■ What to do ■
Rewrite all of the lines below as a two-column CSV with the headers "text" and "answer". Give one row per line, with its wording and its results each in a single quoted field and every line break replaced by a space.

■ Entries provided ■

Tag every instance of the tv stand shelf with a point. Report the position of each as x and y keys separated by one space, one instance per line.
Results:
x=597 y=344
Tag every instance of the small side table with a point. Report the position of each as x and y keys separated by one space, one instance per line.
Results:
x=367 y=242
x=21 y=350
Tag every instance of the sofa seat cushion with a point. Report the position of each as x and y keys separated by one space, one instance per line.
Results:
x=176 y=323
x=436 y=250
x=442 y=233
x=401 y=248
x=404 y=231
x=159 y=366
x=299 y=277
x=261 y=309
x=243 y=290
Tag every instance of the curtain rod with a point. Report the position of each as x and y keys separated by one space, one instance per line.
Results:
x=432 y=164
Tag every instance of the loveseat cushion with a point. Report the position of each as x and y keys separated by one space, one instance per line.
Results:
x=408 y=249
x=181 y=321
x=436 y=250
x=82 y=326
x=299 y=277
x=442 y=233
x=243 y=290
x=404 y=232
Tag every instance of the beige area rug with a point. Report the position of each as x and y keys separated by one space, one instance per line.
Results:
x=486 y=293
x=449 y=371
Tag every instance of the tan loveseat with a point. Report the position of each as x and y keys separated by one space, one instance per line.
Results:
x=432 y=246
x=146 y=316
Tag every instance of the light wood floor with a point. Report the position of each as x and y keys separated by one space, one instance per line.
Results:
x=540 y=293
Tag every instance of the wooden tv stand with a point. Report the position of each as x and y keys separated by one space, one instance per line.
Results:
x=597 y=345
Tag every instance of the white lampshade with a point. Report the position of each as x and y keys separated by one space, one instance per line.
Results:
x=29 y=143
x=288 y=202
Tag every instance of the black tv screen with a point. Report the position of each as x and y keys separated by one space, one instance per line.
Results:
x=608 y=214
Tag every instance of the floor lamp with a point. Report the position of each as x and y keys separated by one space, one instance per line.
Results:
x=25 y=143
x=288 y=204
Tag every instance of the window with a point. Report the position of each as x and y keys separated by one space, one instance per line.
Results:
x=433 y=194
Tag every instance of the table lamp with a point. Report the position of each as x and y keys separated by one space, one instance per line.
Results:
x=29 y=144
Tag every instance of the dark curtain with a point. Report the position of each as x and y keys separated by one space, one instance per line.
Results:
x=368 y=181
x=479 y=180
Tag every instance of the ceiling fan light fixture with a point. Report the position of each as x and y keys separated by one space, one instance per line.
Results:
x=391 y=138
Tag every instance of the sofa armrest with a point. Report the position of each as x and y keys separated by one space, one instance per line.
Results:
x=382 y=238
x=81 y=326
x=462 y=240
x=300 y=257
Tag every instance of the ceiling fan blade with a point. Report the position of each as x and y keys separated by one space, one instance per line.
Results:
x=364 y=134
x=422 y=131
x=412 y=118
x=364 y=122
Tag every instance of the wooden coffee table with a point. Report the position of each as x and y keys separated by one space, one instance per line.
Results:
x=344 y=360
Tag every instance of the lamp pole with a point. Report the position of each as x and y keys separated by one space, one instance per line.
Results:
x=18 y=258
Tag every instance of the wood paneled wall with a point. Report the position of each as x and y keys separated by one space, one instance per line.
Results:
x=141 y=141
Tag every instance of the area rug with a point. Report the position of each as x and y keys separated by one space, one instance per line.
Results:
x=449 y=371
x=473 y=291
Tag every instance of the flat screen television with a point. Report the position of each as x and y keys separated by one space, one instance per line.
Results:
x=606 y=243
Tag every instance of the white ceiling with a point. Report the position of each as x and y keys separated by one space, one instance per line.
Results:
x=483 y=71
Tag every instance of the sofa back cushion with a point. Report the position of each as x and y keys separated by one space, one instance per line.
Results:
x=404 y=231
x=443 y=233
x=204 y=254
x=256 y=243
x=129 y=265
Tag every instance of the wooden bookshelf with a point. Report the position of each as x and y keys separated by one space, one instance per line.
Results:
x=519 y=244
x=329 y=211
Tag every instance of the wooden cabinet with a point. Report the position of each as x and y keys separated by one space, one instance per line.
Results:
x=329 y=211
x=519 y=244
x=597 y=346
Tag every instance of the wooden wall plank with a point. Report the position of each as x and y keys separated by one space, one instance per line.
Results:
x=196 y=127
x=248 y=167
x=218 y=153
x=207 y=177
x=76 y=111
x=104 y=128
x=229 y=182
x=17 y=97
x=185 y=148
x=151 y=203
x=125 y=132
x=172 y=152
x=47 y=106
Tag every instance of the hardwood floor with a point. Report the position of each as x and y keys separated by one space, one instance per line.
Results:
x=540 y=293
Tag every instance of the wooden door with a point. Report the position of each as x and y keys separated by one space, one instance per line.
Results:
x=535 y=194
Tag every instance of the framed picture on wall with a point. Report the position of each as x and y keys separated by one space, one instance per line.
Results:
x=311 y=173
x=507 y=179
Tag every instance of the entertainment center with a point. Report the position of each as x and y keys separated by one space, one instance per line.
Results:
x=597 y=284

■ Full answer ■
text,answer
"Tag every instance of the tv stand shelf with a point. Report the position of each as x and y keys separated by one space, one instance per line. Results:","x=597 y=344"
"Tag every instance of the small side table with a point. Report the position of each as x and y keys separated by one space, one instance per line. Results:","x=367 y=242 x=21 y=350"
"Tag every instance of the sofa seat cushion with a point. Report the position of each as x and y keys separated by one space, one instance per line. Results:","x=176 y=323 x=436 y=250 x=442 y=233 x=401 y=248 x=404 y=231 x=159 y=366 x=299 y=277 x=261 y=309 x=243 y=290"
"Tag every instance of the curtain rod with a point. Report the position of each as x and y keys separated by one space, one instance per line. Results:","x=432 y=164"
"Tag every instance of the loveseat cushion with a point. Report the position of each as x and y keys separated by one space, one instance per line. Results:","x=408 y=249 x=181 y=321 x=436 y=250 x=82 y=326 x=299 y=277 x=442 y=233 x=243 y=290 x=404 y=232"
"Tag every instance of the beige area rug with a point. Report the position of each as x and y keys separated by one space, one instance per line. Results:","x=486 y=293 x=449 y=371"
"Tag every instance of the tan loveseat with a point. Report the position of each as x and y keys separated by one space, one instance per line. Results:","x=432 y=246 x=146 y=316"
"Tag every instance of the light wood floor with a point. Report the position of each as x and y keys separated by one space, one instance per line. Results:","x=540 y=293"
"Tag every instance of the wooden tv stand with a point. Report the position of each as x and y keys separated by one space, one instance per line. Results:","x=597 y=345"
"Tag every instance of the white lampshade with a point. Report the position of each as x and y keys separated by one space, one instance per line. Results:","x=29 y=143 x=288 y=202"
"Tag every instance of the black tv screen with a point. Report the position of each as x and y keys separated by one space, one instance per line. Results:","x=608 y=214"
"Tag every instance of the floor lamp with a point. Report the position of each as x and y keys separated by one space, one instance per line. Results:","x=25 y=143 x=288 y=204"
"Tag every instance of the window with a point. Report the position of each as x and y keys separated by one space, one instance per line. Results:","x=433 y=194"
"Tag every instance of the table lamp with a point. Report the position of each as x and y keys separated by one space, one instance per line. Results:","x=29 y=144"
"Tag every instance of the dark curtain with a point. Report the position of each as x and y keys separated by one space, one instance per line. Results:","x=368 y=181 x=479 y=180"
"Tag every instance of the ceiling fan light fixture with a point. Report the position of each as x and y keys separated by one space, one instance per line. Results:","x=391 y=138"
"Tag every instance of the sofa armrest with a point. Report the position of each as x and y keys separated by one space, one instance per line. Results:","x=382 y=238 x=81 y=326 x=462 y=240 x=300 y=257"
"Tag every instance of the ceiling fan blade with a point. Report the position of each as x and y keys separated by one space, one instance per line. Results:","x=364 y=134 x=422 y=131 x=412 y=118 x=364 y=122"
"Tag every instance of the wooden coffee table with a point. Report the position of each as x and y keys separated by one space, one instance per line. Results:","x=344 y=360"
"Tag every instance of the lamp pole with a point. Report the position of each as x and y keys separated by one space, one instance per line. Results:","x=18 y=258"
"Tag every instance of the wood paneled wall with a point. Report the position of each as x and y keys separated by one space, one instance per line. Results:","x=141 y=141"
"Tag every instance of the area rug with a point. Report the position of each as x and y keys separated by one space, one instance per line. Results:","x=449 y=371 x=473 y=291"
"Tag every instance of the flat screen television with a point. Report the position of each as x and y keys separated by one space, one instance per line. Results:","x=606 y=243"
"Tag every instance of the white ceiling with a point. Report the position of each as x and y keys separated by one space, one instance per line. Results:","x=483 y=71"
"Tag every instance of the sofa back cushion with a point. Report the position of each as x and y keys separated by one space, one instance per line. Results:","x=404 y=231 x=443 y=233 x=204 y=254 x=256 y=243 x=129 y=265"
"Tag every instance of the wooden bookshelf with a point. Report the position of each as x and y keys separated by one space, one instance per line. Results:","x=519 y=244 x=329 y=211"
"Tag every instance of the wooden cabinet with a point. Report the position of each as x and y keys separated by one space, one instance per line. Results:","x=329 y=211 x=519 y=244 x=597 y=346"
"Tag every instance of the wooden wall plank with a point. Report the position of each as x and y keys separated by one space, one instance per line. Results:","x=196 y=127 x=248 y=167 x=218 y=153 x=207 y=177 x=76 y=111 x=104 y=128 x=229 y=182 x=17 y=97 x=185 y=148 x=151 y=203 x=125 y=132 x=172 y=152 x=47 y=106"
"Tag every instance of the hardwood floor with a point. Report the position of each as x and y keys separated by one space, one instance per line. Results:","x=540 y=293"
"Tag every instance of the wooden door with a point. Report the position of each as x and y keys separated by one space, one instance per line. Results:","x=535 y=194"
"Tag every instance of the framed picture on wall with a point. Report the position of each as x and y keys separated by one space, one instance per line. Results:","x=311 y=173 x=507 y=179"
"Tag every instance of the entertainment center with a point. Report the position of each as x and y keys separated by one space, one instance per line. Results:","x=597 y=284"